** Source excerpt **

Anyone Play D&d?
The Blind Eternities forum
Posted on July 13, 2016, 11:52 p.m. by Postmortal_Pop
I'm running a homebrew campaign with a few friends and I was wondering if anyone might have some ideas for filler missions? I've got the main story laid out but I'm having a hard time making missions for the in between so they can get to the encounters I have planned.
Postmortal_Pop says... #3
I am interested actually, I'm running a very loose 3.5. At the moment we're about level 3 but my players are actually really over powered. Last meet one of them one punched a cr4 boss at level 2.
I'll take any details you've got ,this could actually slot into my story really well
July 14, 2016 12:50 a.m.
We ran a murder on a ship. Not much combat in it but a good "who dun' it" mystery. Crew member of ship is murdered, the rest threaten to mutiny, unrest grows; find the killer before the whole place erupts into chaos. Do they make up who the killer is to stop the unrest or do they properly investigate it whilst tensions grow in order to find the right person? How is the person punished? Lots of interest there.

** Dataset rows **
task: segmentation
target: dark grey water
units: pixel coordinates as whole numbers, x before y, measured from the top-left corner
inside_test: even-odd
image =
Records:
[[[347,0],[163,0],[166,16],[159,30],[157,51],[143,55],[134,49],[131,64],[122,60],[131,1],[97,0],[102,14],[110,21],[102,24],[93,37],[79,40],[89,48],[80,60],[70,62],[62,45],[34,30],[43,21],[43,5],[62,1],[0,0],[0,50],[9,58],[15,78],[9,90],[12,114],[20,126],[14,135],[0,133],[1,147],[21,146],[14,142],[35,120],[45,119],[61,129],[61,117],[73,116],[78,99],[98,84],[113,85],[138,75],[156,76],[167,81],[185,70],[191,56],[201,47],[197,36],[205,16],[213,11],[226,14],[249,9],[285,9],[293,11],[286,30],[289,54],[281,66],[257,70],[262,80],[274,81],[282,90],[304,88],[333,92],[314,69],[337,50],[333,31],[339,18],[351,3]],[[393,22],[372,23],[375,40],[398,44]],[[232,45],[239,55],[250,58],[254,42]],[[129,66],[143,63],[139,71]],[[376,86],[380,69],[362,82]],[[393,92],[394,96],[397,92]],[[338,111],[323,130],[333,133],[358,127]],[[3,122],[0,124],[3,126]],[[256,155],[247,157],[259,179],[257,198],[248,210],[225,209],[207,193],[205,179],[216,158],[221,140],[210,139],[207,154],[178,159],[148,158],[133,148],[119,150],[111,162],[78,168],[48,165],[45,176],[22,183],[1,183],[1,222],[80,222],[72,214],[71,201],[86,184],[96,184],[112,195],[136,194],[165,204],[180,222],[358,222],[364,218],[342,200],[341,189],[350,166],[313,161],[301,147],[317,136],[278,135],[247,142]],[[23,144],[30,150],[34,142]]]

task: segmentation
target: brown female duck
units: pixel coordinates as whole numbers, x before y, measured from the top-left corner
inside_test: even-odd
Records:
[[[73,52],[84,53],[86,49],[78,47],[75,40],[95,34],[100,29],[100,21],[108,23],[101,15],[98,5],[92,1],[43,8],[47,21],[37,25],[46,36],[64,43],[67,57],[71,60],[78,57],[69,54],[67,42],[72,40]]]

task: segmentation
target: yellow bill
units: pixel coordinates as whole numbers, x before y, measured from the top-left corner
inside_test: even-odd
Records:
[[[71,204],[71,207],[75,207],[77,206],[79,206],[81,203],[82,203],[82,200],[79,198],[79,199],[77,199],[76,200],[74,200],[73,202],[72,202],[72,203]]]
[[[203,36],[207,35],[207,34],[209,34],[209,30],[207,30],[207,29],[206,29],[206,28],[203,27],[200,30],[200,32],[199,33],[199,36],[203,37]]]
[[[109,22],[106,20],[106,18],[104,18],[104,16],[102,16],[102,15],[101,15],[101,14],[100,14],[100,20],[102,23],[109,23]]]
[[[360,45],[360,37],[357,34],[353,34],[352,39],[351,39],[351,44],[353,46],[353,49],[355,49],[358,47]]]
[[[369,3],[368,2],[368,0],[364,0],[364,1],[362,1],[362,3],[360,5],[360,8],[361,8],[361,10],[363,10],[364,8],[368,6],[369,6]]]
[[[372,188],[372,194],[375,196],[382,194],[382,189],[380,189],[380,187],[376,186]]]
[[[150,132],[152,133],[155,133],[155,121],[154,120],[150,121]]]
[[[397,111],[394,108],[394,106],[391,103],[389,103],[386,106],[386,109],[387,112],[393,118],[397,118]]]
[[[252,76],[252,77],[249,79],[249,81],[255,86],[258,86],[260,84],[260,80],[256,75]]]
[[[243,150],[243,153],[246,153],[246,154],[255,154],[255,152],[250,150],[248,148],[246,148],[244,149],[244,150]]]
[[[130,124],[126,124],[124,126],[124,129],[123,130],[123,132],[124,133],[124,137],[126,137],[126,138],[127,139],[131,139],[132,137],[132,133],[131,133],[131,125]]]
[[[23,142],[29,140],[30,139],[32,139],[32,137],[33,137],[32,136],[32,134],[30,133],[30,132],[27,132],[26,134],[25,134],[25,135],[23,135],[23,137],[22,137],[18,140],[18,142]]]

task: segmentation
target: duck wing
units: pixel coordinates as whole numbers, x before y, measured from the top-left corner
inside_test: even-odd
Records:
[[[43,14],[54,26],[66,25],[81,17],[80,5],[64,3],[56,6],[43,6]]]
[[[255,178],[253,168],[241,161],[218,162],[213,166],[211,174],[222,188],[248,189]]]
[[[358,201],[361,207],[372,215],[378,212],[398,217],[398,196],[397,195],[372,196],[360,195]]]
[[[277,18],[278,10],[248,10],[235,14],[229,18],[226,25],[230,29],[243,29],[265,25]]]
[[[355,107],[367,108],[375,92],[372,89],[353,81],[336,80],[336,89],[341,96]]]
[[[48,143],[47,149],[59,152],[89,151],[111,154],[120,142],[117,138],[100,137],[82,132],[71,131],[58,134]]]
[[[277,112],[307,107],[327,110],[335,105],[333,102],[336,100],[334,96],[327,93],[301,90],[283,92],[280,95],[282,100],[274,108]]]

==

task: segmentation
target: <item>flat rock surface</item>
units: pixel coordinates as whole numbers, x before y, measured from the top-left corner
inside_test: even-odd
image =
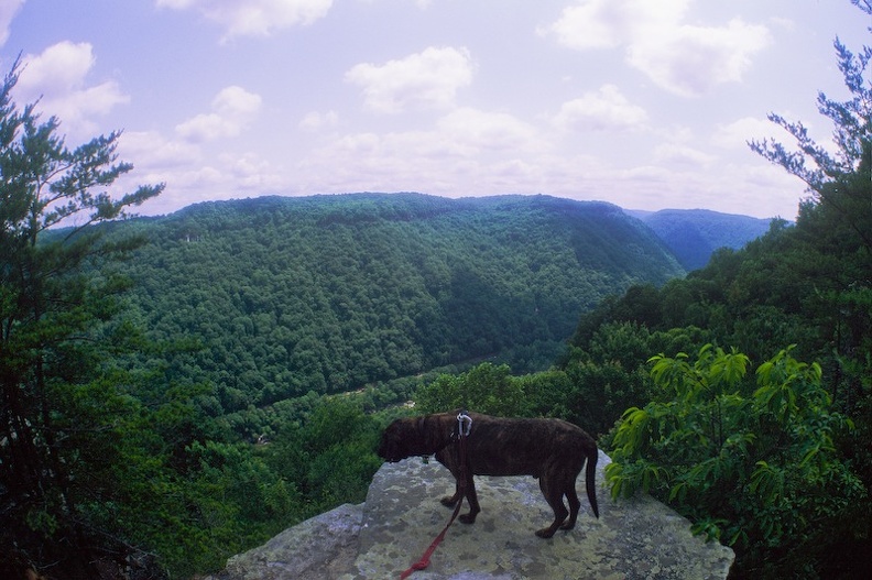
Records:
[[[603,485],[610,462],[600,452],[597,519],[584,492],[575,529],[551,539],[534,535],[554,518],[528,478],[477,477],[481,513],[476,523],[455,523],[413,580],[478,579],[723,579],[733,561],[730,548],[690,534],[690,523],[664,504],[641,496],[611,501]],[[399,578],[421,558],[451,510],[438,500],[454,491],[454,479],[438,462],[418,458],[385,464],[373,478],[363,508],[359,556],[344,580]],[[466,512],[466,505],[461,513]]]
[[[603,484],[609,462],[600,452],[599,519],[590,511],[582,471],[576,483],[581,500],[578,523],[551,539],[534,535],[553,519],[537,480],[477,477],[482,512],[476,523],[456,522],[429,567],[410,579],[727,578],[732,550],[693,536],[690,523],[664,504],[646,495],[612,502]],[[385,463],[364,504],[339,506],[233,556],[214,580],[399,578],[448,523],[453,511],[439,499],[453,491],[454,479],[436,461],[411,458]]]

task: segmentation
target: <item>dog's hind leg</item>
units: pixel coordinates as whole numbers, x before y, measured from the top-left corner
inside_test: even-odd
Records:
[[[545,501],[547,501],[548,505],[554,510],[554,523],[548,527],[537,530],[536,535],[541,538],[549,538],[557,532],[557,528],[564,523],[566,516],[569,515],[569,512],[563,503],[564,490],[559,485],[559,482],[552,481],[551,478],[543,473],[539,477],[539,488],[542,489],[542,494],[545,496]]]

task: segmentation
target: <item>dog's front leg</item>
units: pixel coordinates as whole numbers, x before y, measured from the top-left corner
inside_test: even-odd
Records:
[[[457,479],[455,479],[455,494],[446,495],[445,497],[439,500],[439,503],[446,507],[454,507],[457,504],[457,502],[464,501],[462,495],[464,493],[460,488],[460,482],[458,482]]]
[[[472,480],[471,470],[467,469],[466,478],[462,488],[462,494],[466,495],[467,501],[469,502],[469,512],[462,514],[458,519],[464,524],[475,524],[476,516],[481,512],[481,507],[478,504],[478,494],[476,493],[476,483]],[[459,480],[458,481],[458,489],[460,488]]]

** Task to complete **
Decide whether each statement agrees with the D&D forum thread. For each one, answer yes or no and quote the words from the thread that settle it.
(a) The campaign being run follows a loose version of 3.5.
(b) The players are currently around level 5.
(c) The ship murder scenario involved a lot of combat.

** Solution to this task **
(a) Yes: "I'm running a very loose 3.5."
(b) No: "At the moment we're about level 3"
(c) No: "Not much combat in it"